EXERCISE DETAILS: Please state how many lines in the entries below contain the word "drawer", with case counting toward a match. Reply with the number only.

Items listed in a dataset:

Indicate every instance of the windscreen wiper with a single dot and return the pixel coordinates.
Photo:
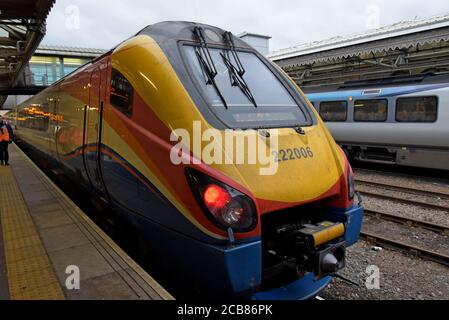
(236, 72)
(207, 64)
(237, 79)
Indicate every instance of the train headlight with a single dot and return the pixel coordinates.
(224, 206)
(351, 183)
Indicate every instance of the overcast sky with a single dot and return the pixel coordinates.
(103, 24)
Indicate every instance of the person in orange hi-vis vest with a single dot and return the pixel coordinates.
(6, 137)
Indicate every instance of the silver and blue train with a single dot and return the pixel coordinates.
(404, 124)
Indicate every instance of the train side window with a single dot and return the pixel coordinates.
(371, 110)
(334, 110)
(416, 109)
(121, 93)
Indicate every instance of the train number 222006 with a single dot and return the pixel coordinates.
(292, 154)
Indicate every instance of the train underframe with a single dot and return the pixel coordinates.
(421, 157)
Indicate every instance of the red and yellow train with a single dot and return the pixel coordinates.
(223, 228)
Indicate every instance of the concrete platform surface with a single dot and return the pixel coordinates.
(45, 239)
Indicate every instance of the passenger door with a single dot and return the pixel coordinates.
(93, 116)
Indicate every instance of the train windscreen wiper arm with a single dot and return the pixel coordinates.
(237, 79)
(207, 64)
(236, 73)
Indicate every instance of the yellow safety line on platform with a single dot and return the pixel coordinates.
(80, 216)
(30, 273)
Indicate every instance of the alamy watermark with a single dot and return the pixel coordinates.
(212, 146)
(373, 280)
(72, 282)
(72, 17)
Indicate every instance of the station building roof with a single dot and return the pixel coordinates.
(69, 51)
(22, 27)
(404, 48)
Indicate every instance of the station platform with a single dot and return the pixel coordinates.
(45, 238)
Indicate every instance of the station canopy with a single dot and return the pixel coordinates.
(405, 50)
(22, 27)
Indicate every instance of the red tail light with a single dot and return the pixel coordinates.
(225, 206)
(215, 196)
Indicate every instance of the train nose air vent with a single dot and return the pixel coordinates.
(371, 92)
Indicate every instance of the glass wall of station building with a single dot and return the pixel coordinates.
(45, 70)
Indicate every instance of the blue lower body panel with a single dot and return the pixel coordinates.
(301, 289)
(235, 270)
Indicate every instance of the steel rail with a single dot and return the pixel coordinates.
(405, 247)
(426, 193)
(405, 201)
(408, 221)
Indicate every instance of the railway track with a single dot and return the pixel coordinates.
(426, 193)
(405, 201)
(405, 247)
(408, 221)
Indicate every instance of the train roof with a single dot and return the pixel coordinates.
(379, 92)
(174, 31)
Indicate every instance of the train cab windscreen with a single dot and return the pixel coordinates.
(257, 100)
==
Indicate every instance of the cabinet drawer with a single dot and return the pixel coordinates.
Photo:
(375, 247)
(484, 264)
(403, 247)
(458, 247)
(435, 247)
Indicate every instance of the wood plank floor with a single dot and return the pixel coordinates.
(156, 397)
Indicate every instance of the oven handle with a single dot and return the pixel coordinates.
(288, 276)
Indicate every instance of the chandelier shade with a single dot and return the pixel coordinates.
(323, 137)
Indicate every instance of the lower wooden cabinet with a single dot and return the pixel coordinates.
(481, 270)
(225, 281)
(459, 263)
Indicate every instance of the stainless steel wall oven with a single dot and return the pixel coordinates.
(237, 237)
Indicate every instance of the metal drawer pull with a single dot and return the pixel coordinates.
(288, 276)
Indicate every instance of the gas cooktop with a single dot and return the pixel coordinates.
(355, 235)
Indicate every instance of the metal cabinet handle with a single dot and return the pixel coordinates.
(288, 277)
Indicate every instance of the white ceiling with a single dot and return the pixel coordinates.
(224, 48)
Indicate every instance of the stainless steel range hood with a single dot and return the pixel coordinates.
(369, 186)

SOLUTION FOR THIS TASK: 2